● EXERCISE INSTRUCTIONS
Set down exactly the lines below, from the one containing "Look through this image and locate every shingle" through the final line, and include no others.
Start of AVAILABLE DATA
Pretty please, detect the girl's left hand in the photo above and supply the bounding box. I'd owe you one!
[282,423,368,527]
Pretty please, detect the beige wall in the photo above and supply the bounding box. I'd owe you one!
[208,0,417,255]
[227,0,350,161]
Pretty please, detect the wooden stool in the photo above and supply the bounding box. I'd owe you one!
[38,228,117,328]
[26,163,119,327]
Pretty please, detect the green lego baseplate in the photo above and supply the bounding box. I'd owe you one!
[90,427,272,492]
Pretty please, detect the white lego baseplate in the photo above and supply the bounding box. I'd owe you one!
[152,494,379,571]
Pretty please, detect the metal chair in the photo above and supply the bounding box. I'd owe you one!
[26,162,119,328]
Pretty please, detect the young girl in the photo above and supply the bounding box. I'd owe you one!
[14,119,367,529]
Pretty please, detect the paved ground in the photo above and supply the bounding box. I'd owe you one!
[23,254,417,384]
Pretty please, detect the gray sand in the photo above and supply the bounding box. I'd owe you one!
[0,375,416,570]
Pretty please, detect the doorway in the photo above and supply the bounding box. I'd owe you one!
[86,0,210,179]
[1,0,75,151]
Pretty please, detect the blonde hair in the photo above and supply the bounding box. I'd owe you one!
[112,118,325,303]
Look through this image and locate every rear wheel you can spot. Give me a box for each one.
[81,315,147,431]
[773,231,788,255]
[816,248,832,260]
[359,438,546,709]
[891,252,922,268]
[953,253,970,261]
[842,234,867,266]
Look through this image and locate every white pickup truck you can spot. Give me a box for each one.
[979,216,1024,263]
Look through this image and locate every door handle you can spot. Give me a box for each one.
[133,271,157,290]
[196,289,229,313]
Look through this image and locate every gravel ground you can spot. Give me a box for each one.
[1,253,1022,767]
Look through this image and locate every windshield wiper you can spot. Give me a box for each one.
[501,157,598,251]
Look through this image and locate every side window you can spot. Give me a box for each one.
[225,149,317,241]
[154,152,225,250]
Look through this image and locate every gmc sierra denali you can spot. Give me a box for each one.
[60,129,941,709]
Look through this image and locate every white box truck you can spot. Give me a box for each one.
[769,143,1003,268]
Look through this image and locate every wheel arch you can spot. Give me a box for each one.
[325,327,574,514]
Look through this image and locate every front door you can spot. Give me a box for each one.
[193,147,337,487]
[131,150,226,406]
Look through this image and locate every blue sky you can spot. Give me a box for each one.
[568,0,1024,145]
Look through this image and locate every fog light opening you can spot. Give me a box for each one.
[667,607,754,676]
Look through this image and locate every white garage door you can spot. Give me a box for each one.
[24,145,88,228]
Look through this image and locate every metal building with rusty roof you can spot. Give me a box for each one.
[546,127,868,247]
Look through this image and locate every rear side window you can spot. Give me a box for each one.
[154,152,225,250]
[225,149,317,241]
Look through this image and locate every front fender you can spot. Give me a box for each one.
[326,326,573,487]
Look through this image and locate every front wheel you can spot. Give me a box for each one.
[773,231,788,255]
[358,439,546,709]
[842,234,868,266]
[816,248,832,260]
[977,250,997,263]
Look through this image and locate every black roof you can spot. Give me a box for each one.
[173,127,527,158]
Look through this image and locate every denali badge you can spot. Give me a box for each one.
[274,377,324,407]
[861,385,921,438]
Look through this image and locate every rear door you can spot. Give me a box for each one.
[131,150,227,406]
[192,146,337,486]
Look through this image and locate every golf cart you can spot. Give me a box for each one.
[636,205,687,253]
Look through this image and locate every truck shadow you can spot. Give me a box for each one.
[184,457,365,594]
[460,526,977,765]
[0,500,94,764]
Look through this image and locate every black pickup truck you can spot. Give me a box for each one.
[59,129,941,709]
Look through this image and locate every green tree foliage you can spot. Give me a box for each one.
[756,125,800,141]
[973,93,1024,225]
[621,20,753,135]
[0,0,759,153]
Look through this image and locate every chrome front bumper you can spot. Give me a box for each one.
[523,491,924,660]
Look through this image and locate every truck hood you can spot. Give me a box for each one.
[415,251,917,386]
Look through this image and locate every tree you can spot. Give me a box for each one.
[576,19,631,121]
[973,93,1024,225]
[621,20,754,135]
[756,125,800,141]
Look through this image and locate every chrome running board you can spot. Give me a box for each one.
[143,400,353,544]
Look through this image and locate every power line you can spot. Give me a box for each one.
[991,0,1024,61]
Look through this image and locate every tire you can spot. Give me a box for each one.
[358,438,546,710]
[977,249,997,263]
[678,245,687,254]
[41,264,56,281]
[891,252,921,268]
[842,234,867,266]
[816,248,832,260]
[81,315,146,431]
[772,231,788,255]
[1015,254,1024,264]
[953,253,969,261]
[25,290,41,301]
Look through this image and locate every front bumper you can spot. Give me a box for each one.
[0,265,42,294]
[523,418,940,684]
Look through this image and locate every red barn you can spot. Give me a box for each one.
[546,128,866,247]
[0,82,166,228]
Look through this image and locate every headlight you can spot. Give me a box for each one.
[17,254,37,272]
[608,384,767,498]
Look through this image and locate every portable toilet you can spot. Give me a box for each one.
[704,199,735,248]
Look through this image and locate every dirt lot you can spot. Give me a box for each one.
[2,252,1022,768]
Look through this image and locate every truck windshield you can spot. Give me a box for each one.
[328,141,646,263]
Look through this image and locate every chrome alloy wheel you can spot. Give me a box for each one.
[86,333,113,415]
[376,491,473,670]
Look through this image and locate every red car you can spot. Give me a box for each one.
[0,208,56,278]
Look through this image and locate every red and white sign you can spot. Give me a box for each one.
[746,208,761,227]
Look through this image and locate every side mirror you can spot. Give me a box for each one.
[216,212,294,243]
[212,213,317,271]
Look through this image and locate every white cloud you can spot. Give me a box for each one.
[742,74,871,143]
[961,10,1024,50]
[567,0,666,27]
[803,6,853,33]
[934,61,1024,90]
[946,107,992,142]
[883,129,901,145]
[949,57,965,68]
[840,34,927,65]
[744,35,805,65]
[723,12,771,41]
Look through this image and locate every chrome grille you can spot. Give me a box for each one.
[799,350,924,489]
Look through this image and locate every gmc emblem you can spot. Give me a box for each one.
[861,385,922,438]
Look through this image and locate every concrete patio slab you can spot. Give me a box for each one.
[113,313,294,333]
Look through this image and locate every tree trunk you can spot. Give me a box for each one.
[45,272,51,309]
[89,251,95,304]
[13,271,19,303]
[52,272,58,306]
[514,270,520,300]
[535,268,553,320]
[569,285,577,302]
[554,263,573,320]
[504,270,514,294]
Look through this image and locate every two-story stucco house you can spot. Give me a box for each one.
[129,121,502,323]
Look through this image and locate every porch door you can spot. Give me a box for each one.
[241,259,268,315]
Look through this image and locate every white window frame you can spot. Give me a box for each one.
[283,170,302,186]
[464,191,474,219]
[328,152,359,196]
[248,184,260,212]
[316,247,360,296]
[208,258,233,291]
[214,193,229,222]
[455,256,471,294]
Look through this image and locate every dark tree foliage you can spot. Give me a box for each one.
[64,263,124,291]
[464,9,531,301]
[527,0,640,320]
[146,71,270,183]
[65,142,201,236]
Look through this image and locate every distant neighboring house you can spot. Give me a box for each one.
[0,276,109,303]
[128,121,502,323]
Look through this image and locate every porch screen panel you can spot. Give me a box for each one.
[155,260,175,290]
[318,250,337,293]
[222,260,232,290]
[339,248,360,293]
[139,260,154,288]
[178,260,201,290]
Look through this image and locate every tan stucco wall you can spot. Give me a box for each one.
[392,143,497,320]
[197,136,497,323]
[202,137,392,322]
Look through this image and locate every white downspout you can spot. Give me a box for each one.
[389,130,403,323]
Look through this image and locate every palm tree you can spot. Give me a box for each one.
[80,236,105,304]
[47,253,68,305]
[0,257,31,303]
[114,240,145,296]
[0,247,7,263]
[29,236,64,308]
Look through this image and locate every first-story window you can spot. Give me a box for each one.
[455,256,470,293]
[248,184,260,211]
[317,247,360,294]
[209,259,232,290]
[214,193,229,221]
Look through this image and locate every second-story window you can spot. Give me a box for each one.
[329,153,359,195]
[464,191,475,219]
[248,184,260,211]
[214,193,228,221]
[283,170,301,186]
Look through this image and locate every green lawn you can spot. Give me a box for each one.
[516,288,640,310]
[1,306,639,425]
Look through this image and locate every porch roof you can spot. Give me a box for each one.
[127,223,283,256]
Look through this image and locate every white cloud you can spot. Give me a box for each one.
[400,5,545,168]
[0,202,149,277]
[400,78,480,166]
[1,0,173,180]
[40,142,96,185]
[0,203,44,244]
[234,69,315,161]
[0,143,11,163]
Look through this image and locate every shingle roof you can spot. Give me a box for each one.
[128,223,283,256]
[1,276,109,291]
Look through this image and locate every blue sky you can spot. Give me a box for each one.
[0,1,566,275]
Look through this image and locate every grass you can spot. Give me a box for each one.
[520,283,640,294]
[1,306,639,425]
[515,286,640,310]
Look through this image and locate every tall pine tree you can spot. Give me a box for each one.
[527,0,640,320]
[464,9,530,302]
End of AVAILABLE DATA
● WRITTEN RESPONSE
Look through this image and locate every shingle roof you can spot. Give me a box for each one.
[128,223,283,256]
[1,276,109,291]
Look through this image and locate every blue sky you can spot. Give me a box for each one.
[0,1,566,275]
Look through this image and locate every grass you can spot. Give me a box for each one.
[520,283,640,294]
[1,306,639,425]
[515,286,640,310]
Look through this image and locate every tall pine tree you can spot. Give me a box for each one.
[527,0,640,320]
[464,9,530,302]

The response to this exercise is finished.